GIVEN TEXT:
KANSAS CITY, MO (KCTV) - At a Brookside Price Chopper, the vast majority of people were wearing masks and those who weren’t didn’t want to talk about it.
“It makes me sad that wearing a mask has become associated with fear,” Price Chopper shopper Yvonne Carter said.
An article on a right-leaning website, repeating, then recently correcting a claim from a neurosurgeon that mask risks, “vary from headaches, to increased airway resistance, carbon dioxide accumulation, to hypoxia,” which could make people pass out.
“I know that to be completely false. How would any medical people ever work if it caused hypoxia?” Kansas City resident Julie McBride questioned.
But hypoxia hype has taken hold in numerous countries. So, KCTV5 News checked with an infectious disease specialist at the KU Health System. He says the theory that masks mean a dangerous imbalance of oxygen and carbon dioxide doesn’t hold up in reality.
“Whether you're wearing a cotton mask or even a surgical mask, you have the outlet on the sides of the mask,” Dr. Hawkinson with KU Health System said.
The logical next question is then wouldn’t viruses get out too? Not like you’d think, he says.
“The gas molecules that you breathe in and breathe out, are 10,000 times smaller than any virus,” Dr. Hawkinson said.
He says, sure, masks aren’t 100% effective. That’s why distancing and hand washing are important.
“A lot of people don’t like wearing them because they feel like they get to hot and they can’t breathe in them. But it’s better to deal with it temporarily than being on a ventilator. Talking about not breathing,” Kansas City resident Sparkle Brown said.
Dr. Hawkinson says medical staff who wear tight-fitting masks for hours on end do get headaches, but they still wear them because the good outweighs a headache.
He also acknowledges one exception on the oxygen flow issue. People with lung conditions like COPD.
“That is even going to be a small proportion of people with COPD, or other lung type diseases,” Dr. Hawkinson said.

DATA FOR ANALYSIS:
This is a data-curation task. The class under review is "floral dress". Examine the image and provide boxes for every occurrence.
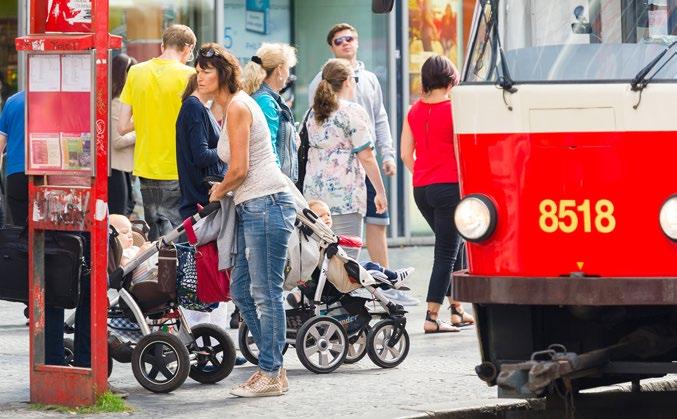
[303,100,373,215]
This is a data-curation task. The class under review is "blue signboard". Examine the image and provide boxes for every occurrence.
[244,0,270,34]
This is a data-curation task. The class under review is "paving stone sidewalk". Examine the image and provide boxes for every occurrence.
[0,247,496,419]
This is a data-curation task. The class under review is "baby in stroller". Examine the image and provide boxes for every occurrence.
[287,199,414,307]
[99,210,235,393]
[238,197,413,374]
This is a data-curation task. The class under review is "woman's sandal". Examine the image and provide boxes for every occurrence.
[423,311,461,334]
[449,304,475,327]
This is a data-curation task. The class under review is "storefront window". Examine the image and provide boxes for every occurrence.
[109,0,216,61]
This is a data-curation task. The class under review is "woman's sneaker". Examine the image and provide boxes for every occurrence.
[280,368,289,393]
[230,372,284,397]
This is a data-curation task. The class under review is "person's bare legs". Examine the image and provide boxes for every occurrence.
[365,223,390,267]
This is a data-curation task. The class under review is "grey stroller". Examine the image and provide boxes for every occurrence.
[238,208,409,374]
[65,203,236,393]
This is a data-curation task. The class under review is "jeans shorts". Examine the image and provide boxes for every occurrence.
[364,177,390,226]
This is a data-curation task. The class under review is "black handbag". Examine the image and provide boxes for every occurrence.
[0,225,85,309]
[295,109,310,193]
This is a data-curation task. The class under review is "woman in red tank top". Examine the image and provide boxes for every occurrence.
[400,55,474,333]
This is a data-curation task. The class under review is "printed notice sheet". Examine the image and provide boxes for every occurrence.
[28,55,61,92]
[30,133,61,169]
[61,132,92,170]
[61,54,92,92]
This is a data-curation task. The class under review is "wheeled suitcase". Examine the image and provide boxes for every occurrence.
[0,225,84,308]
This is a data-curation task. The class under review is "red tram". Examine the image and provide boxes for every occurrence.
[452,0,677,397]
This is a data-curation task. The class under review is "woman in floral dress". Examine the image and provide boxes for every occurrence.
[303,59,388,258]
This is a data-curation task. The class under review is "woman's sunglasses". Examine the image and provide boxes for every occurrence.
[198,47,221,58]
[334,35,355,47]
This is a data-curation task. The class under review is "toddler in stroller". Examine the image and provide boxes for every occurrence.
[287,199,414,307]
[238,197,412,373]
[77,209,235,393]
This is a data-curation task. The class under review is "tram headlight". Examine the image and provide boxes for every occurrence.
[658,195,677,241]
[454,194,496,242]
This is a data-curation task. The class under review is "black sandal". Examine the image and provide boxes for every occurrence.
[449,304,475,327]
[423,311,461,334]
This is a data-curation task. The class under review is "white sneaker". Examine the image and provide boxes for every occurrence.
[393,266,418,290]
[395,266,416,281]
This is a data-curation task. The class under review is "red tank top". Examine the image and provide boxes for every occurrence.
[407,99,458,187]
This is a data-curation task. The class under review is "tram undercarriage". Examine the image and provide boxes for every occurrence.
[454,274,677,398]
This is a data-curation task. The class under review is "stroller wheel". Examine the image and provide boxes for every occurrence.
[237,322,289,365]
[367,319,409,368]
[296,316,349,374]
[343,325,371,364]
[189,324,235,384]
[132,332,190,393]
[63,338,113,377]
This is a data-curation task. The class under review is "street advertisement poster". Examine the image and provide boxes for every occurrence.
[30,133,61,170]
[223,0,291,64]
[28,55,61,92]
[45,0,92,32]
[61,54,92,92]
[61,132,92,170]
[409,0,463,104]
[244,0,270,35]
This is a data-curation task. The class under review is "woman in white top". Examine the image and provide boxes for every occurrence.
[303,58,388,259]
[206,43,296,397]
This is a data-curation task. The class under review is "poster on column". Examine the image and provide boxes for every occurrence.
[45,0,92,32]
[61,132,92,171]
[223,0,291,65]
[409,0,463,104]
[30,133,61,170]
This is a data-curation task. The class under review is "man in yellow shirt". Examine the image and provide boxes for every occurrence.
[118,25,197,240]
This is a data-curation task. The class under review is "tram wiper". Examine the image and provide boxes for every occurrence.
[490,1,517,93]
[630,41,677,92]
[496,46,517,93]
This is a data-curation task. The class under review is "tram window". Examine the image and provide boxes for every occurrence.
[464,0,677,83]
[469,1,495,81]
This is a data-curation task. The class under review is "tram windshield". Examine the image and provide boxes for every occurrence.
[464,0,677,83]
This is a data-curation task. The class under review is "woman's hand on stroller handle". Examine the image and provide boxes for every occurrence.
[374,192,388,214]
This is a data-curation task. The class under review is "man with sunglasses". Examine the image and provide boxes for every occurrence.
[118,25,196,240]
[308,23,397,266]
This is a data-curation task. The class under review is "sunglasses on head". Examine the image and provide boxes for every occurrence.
[334,35,355,47]
[198,47,221,58]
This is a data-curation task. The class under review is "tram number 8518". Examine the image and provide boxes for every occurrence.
[538,199,616,234]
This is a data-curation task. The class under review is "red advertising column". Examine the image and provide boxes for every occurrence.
[16,0,121,406]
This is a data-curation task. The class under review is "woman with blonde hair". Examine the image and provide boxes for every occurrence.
[242,42,298,182]
[303,58,388,258]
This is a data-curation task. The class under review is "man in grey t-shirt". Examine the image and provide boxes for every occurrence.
[308,23,397,266]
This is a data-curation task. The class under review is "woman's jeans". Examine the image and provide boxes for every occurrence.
[230,192,296,375]
[414,183,461,304]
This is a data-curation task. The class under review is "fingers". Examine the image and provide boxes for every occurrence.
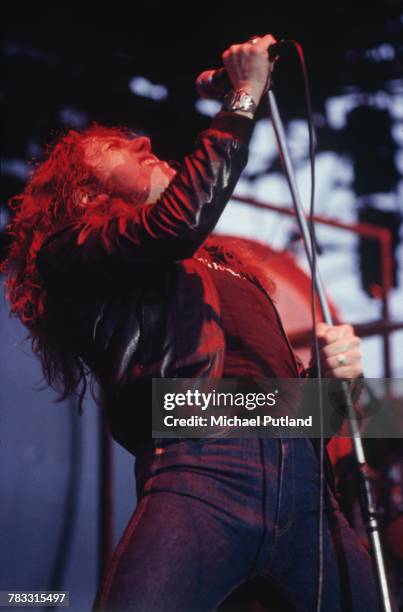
[222,34,275,104]
[316,323,363,379]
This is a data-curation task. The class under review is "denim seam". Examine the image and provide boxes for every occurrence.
[95,497,149,610]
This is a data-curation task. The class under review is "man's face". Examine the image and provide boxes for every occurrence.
[84,136,175,204]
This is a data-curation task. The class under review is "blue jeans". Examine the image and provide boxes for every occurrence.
[95,438,378,612]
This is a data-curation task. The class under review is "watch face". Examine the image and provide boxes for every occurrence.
[223,89,256,112]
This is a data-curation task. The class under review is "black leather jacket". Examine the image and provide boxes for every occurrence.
[37,112,253,451]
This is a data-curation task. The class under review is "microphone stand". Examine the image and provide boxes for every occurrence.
[267,89,392,612]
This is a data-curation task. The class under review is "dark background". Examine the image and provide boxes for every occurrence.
[2,0,403,250]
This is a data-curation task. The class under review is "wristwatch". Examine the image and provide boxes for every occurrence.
[222,89,257,113]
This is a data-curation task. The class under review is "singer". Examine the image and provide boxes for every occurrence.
[5,35,378,612]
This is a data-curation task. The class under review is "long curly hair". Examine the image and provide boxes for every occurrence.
[1,124,136,413]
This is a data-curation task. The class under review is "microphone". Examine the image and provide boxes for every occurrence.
[196,40,293,100]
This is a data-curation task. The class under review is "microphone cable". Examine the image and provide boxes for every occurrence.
[272,39,325,612]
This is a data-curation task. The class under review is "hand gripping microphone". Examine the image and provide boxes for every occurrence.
[196,40,292,100]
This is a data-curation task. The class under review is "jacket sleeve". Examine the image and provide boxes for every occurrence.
[37,112,253,280]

WORK TASK:
Continue the news report on masks and hypoxia claims, starting after its last sentence. The records play no part in what follows.

YOUR RESPONSE:
Of course, the key anti-mask argument, from a high-profile protest in Michigan to social media sparring, is individual freedom. But Hawkinson says the mask is less to protect you than others.
And the, “I’m not sick,” argument only held until it became clear the virus can be spread without symptoms.
“I think unfortunately in a global pandemic “you do you” does not necessarily work. It’s more of let’s do us. And let’s protect one another,” Kansas City resident Yvonne Carter said.
The KU Health System recently went to a policy of “universal masking,” having all staff, even those without patient contact, wear masks.
To increase supply for those folks, they are asking for donations of homemade cloth masks.
Universal masking at The University of Kansas Health System is creating a need for homemade masks. While surgical masks are worn by employees who work with patients, other employees are now required to wear a cloth mask while at work.
The health system is accepting donations at two locations. The Richard and Annette Bloch Cancer Pavilion (2650 Shawnee Mission pkwy, Westwood Kansas 66205 7am-7pm) and Prairie Point Quilt and Fabric shop in Lenexa (12116 West 95th Street Lenexa KS 66215, during store hours).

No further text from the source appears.